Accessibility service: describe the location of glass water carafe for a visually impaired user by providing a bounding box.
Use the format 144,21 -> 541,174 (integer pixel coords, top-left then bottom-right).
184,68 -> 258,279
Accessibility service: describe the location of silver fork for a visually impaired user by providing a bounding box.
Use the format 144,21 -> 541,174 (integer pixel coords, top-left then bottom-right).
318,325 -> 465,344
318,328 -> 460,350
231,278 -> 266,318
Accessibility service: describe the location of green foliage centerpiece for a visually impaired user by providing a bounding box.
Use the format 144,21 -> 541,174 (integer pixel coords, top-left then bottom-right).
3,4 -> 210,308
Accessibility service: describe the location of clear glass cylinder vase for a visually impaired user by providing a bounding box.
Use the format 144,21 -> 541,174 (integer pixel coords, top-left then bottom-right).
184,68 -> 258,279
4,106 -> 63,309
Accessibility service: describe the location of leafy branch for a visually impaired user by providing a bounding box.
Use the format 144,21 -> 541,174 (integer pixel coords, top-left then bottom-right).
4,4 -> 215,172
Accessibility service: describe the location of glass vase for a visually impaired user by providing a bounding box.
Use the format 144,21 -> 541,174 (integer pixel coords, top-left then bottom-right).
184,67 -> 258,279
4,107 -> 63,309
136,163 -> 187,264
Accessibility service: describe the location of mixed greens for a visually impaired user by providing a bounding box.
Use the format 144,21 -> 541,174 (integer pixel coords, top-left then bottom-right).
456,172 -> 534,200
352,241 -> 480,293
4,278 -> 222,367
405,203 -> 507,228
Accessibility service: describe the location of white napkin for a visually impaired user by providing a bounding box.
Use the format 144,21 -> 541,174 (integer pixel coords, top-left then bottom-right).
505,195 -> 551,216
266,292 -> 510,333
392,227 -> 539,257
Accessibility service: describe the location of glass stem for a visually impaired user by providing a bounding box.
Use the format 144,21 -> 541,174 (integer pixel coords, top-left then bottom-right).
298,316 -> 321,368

—————

DIRECTIONS:
Check each line of the records for the word "user", and show the lines that contain it.

EXERCISE OUTPUT:
Accessibility service: describe the location of glass water carafe for a visually impaired user by providing a bounding box.
Accessibility service: describe the location of silver fork for a visually impaired user by providing a bounding box.
Accessibility service: describe the location of green foliage centerpiece for a visually impaired user by providing a bounding box.
Accessibility service: describe the location of clear glass cylinder vase for a visually impaired user by providing a bounding box.
Accessibility service: describe the location of leafy branch for a visually impaired user by providing a bounding box.
Accessibility service: describe the location of glass vase for a visually impaired user by providing a bounding box.
Accessibility service: describe the location of mixed greens for a visually impaired user by providing a bounding box.
Accessibility service: describe the location of white napkin for a visually impaired user by providing a bounding box.
Accessibility service: describe the location of glass stem for a visually impaired user by providing a bounding box.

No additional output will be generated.